Pointing dataset items:
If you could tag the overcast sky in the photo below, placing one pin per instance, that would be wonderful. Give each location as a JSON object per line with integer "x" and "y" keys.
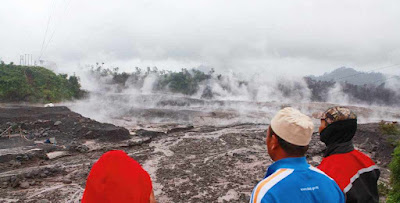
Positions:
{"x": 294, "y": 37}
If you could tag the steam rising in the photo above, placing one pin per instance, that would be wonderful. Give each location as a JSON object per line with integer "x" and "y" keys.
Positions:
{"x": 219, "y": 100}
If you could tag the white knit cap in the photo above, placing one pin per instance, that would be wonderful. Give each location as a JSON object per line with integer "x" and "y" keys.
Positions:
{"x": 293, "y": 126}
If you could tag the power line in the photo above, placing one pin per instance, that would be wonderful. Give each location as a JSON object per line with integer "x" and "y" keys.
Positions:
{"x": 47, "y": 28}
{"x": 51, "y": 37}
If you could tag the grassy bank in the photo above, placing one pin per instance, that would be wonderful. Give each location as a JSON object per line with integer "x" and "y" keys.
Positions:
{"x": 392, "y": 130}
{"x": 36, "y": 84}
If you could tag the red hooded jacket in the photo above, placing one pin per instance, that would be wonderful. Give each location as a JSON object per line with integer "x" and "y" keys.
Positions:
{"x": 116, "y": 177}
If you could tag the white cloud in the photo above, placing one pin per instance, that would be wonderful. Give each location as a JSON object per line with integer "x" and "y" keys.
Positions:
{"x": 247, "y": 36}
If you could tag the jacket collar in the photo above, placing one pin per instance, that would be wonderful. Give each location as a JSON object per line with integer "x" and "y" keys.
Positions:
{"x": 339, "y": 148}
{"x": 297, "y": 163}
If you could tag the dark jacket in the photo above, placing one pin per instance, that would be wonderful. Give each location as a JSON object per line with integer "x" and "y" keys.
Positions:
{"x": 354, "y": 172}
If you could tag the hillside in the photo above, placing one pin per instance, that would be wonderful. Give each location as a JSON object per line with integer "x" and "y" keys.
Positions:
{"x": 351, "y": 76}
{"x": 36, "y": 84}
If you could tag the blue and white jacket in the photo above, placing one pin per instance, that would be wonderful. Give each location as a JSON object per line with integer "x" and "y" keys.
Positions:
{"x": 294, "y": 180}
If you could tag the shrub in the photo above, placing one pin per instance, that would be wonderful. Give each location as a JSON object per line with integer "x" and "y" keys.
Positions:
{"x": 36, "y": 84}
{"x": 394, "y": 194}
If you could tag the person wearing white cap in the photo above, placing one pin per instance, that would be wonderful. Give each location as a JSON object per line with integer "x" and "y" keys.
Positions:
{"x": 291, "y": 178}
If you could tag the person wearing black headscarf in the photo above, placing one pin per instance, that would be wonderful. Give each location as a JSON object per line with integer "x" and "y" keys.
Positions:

--- Exercise task ---
Reproduce the stretch from the line containing "If you could tag the blue" through the end of the items, keeping every request line as is. Scale each x and y coordinate in the answers by 1.1, rounding to whole numbers with halves going up.

--- Response for this exercise ---
If you could tag the blue and white jacket in the photo above, placing one pin per instance, that would be wonderful. Give each location as a JSON object per line with integer "x" and "y" keys.
Positions:
{"x": 323, "y": 198}
If you could tag the shrub in the photo above, placing one pin per instance, that would be wonderful. Give each location as a JSON object per line with integer "x" and "y" keys.
Positions:
{"x": 40, "y": 92}
{"x": 433, "y": 213}
If you could tag the person wearing white cap in the photo above, placing one pin per instance, that would be wonderful. Give each location as a JSON object per line with integer "x" and "y" keys.
Positions:
{"x": 320, "y": 196}
If you could tag the person wearing black headscarf in the photo above, placing one pin per instance, that would be wonderful. Give each location as a JSON object per line with integer "x" and "y" keys.
Positions:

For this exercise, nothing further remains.